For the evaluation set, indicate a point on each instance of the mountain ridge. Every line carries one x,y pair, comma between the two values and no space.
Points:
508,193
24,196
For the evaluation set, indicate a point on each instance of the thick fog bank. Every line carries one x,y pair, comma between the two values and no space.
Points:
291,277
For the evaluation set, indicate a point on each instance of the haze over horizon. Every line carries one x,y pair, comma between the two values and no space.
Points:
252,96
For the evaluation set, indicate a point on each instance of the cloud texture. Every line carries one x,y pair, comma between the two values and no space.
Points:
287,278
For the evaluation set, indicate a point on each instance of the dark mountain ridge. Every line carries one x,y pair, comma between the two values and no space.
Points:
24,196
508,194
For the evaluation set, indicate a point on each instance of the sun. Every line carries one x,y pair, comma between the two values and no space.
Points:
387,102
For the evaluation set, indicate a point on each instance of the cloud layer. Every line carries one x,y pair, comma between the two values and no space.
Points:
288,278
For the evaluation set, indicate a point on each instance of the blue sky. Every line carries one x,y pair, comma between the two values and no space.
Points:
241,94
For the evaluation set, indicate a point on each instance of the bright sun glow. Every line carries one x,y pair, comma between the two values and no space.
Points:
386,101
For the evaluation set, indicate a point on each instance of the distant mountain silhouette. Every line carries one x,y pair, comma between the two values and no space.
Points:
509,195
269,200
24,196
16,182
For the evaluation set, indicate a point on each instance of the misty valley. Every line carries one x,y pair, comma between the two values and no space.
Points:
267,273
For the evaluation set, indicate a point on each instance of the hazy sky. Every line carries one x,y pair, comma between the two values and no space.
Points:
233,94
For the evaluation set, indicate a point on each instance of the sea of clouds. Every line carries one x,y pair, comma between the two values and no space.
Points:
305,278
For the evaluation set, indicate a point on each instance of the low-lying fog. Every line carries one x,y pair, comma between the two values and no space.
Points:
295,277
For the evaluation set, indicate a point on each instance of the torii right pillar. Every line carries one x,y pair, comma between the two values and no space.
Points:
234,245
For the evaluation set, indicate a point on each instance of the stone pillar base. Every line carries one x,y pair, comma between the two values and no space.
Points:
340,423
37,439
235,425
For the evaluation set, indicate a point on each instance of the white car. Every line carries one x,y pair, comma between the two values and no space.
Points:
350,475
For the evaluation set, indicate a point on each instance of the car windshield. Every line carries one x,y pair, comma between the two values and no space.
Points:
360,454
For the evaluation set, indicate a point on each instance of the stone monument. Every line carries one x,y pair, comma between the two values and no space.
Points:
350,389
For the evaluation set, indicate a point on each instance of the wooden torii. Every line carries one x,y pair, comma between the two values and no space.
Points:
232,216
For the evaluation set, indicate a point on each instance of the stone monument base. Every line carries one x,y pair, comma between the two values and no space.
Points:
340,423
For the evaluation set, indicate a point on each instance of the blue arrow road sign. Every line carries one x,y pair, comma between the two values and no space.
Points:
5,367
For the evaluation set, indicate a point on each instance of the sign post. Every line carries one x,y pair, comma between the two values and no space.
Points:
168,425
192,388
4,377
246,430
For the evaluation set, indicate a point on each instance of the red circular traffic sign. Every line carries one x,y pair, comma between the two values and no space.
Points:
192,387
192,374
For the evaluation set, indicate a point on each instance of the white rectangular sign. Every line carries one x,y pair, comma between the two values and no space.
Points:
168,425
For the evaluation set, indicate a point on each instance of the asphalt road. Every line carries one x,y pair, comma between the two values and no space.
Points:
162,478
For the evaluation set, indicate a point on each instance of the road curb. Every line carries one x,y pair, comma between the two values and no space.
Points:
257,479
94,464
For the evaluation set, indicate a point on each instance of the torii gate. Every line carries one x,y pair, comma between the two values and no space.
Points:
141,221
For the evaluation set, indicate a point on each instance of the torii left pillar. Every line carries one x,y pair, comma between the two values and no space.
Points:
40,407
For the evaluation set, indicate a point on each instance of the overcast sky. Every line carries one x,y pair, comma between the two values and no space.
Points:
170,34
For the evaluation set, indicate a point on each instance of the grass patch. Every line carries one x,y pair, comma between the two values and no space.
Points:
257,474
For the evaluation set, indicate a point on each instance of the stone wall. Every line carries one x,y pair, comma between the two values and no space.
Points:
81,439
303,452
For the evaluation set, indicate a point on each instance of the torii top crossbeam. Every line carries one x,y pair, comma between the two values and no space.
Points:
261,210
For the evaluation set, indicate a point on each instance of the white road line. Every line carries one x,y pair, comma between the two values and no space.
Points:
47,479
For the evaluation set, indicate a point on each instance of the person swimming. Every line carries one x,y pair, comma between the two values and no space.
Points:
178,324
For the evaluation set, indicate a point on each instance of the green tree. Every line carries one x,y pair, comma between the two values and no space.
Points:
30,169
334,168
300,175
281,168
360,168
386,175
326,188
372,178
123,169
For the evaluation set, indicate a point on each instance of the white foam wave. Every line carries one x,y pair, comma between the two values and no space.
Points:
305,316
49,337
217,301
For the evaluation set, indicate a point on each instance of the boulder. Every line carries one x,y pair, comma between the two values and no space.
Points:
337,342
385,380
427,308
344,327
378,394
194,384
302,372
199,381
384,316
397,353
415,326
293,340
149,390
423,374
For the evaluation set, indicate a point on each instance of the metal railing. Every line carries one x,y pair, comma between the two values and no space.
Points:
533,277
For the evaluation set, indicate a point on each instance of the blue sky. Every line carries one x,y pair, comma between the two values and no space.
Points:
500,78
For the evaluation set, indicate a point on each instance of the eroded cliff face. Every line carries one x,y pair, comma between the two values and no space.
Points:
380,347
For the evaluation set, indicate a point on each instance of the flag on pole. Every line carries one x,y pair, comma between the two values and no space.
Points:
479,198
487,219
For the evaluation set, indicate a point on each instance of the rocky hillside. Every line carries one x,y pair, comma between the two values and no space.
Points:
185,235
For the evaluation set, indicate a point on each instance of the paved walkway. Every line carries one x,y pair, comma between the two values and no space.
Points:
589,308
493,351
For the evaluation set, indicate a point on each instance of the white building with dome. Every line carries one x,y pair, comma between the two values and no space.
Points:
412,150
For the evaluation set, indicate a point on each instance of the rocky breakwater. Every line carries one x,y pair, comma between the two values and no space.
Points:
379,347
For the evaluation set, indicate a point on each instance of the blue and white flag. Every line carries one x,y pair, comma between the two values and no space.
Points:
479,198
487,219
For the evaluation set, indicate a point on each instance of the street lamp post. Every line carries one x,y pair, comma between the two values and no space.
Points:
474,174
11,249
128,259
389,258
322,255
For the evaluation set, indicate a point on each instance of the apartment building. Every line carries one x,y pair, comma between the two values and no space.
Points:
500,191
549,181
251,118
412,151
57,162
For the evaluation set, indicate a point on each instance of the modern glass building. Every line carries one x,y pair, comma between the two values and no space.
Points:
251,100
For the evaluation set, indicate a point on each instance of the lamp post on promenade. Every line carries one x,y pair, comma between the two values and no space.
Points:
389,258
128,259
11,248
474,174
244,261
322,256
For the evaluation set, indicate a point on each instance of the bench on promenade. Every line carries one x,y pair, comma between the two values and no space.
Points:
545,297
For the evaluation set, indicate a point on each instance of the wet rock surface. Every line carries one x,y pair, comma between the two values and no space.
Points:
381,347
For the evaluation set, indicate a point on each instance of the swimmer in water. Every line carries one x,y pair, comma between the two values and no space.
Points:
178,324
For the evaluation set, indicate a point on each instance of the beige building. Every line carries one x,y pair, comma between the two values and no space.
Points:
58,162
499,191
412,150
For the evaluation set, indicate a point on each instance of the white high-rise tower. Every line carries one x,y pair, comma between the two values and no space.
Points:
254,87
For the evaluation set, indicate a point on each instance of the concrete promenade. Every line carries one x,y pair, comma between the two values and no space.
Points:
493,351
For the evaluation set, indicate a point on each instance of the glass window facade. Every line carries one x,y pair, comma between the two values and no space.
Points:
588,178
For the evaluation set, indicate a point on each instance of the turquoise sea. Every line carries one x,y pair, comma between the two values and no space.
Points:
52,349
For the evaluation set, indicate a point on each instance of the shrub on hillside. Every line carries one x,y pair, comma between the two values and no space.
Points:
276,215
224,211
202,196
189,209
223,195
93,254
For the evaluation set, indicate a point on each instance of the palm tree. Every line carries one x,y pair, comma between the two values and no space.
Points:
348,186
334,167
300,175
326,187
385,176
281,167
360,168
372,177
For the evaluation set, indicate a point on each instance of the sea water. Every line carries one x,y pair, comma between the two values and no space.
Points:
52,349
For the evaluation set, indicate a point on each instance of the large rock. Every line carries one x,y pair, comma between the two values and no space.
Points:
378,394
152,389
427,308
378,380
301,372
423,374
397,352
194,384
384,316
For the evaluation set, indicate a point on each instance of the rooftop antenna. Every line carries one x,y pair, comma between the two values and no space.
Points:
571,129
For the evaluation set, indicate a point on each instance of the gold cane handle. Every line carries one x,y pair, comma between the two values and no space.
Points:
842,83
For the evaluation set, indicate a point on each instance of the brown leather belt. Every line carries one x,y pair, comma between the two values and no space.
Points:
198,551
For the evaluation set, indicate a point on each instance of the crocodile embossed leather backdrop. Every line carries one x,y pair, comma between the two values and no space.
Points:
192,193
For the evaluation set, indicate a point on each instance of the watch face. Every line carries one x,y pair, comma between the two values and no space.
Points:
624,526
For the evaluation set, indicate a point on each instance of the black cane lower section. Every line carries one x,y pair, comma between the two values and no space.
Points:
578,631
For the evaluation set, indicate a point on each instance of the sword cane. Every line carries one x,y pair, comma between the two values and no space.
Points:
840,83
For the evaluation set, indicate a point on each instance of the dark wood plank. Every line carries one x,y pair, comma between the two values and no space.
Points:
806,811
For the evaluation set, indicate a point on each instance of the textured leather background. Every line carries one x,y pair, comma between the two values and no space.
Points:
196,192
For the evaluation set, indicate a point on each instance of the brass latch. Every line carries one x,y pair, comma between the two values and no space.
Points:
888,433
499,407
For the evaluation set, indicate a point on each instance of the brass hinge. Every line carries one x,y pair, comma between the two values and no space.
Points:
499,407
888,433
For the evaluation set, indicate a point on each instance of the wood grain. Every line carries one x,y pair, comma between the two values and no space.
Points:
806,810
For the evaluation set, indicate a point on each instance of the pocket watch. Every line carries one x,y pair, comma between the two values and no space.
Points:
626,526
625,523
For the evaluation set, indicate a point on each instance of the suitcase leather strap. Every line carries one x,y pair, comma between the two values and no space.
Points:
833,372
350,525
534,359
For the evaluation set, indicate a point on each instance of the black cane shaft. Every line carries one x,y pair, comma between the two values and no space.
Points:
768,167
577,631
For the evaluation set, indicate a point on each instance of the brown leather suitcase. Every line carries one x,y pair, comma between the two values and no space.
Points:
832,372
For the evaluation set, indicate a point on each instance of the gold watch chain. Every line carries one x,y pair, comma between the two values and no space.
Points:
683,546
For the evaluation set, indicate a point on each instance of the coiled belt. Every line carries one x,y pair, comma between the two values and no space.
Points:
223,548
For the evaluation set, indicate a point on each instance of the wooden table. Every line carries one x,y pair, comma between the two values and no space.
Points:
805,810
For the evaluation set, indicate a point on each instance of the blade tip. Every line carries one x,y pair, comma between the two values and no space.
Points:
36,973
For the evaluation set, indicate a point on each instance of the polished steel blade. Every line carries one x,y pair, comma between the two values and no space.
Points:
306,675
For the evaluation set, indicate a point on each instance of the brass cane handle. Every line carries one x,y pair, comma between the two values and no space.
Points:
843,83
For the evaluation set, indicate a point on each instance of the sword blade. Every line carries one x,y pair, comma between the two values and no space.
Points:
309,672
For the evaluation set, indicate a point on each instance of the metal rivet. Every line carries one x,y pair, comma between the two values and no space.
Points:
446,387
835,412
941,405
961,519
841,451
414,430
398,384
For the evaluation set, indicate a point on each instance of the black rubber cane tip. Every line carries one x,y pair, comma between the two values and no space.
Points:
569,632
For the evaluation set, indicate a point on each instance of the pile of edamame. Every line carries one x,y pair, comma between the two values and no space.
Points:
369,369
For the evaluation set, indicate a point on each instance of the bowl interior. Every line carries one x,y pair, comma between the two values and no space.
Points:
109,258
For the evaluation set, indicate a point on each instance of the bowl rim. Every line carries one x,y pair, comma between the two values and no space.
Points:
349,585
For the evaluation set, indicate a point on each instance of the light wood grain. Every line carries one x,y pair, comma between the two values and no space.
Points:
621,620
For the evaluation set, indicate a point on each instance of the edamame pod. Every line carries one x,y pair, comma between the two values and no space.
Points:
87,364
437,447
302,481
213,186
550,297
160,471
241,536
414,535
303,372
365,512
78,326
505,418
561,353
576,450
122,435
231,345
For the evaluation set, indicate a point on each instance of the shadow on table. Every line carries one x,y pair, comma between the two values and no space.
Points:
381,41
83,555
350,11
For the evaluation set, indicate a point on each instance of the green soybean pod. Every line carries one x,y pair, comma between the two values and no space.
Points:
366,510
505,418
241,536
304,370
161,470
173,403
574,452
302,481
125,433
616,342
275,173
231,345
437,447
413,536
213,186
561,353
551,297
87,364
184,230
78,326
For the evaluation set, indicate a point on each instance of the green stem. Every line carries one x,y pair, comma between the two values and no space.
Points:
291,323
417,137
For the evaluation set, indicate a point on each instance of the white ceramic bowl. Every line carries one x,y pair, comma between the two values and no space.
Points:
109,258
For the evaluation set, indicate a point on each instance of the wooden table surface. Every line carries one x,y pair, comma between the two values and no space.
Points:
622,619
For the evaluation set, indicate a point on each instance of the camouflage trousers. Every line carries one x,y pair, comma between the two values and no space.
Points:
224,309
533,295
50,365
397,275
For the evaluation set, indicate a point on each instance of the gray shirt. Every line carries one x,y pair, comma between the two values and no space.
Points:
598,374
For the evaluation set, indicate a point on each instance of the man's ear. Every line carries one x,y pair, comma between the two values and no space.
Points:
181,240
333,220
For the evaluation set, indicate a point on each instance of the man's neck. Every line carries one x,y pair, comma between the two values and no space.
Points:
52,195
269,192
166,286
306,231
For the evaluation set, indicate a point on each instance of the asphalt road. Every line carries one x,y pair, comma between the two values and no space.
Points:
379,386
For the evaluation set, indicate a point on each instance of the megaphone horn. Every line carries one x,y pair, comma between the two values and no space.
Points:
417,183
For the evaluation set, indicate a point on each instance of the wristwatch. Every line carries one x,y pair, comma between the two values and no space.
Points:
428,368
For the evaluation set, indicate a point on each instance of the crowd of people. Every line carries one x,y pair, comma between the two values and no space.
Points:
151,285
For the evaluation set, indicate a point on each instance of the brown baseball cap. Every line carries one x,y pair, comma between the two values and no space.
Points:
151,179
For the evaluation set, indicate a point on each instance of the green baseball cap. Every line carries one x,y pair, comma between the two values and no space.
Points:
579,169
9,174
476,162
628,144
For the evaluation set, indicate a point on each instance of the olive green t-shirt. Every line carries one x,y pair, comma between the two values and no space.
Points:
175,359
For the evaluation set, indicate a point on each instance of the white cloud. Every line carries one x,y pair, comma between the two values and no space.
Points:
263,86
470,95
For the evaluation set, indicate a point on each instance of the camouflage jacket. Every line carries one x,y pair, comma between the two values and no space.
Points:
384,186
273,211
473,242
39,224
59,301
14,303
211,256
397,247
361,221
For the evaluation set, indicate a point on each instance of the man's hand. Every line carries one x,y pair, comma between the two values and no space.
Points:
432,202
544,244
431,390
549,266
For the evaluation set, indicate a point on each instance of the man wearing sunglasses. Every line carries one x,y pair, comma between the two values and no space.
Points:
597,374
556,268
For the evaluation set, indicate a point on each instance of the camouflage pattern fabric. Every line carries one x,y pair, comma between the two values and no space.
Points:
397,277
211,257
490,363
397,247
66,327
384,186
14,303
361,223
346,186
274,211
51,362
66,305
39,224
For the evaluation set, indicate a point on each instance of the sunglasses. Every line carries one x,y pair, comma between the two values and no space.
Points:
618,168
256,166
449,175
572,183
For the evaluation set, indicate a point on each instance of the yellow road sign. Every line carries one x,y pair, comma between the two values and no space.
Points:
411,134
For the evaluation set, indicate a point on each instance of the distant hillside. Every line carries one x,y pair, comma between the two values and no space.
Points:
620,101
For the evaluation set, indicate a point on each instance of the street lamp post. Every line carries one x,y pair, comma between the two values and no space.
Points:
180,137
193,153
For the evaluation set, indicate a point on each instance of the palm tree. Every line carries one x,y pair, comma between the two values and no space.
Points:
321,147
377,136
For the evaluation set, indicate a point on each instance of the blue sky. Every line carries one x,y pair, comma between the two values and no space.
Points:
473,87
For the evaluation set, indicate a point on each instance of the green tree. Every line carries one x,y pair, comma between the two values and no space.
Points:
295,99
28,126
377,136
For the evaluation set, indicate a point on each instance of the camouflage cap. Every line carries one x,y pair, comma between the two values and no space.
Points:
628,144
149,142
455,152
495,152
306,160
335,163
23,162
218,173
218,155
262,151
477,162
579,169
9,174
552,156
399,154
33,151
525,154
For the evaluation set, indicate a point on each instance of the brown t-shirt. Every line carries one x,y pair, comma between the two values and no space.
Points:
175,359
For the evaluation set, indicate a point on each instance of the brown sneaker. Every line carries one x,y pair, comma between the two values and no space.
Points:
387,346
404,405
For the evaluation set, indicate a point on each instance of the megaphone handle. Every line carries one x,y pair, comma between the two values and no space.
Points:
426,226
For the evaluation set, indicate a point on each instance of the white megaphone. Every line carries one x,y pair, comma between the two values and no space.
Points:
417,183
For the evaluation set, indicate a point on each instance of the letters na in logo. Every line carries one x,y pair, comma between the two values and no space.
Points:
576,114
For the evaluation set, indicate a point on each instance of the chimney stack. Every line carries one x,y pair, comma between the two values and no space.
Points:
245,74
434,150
========================================
_Set exercise:_ Copy exactly the lines of the listing above, beginning at the line with "the megaphone handle." and ending at its final line; write out nothing else.

_Task response:_
For the evaluation set, indicate a point on each instance of the megaphone handle. Every line carries one x,y pair, comma between the two values and no space.
Points:
426,226
For the evaluation set, indicate a point on each instance of the white megaphone. Every line carries one x,y pair, comma between the two values and no space.
Points:
417,183
For the evaluation set, indicate a point on each instance of the letters na in logo. Every line carries one x,y pair, comma between the two values and no space.
Points:
576,114
For the evaluation set, indicate a point on each instance of the chimney stack. Every line carries one x,y pair, comma between the two values and no space.
Points:
245,74
434,150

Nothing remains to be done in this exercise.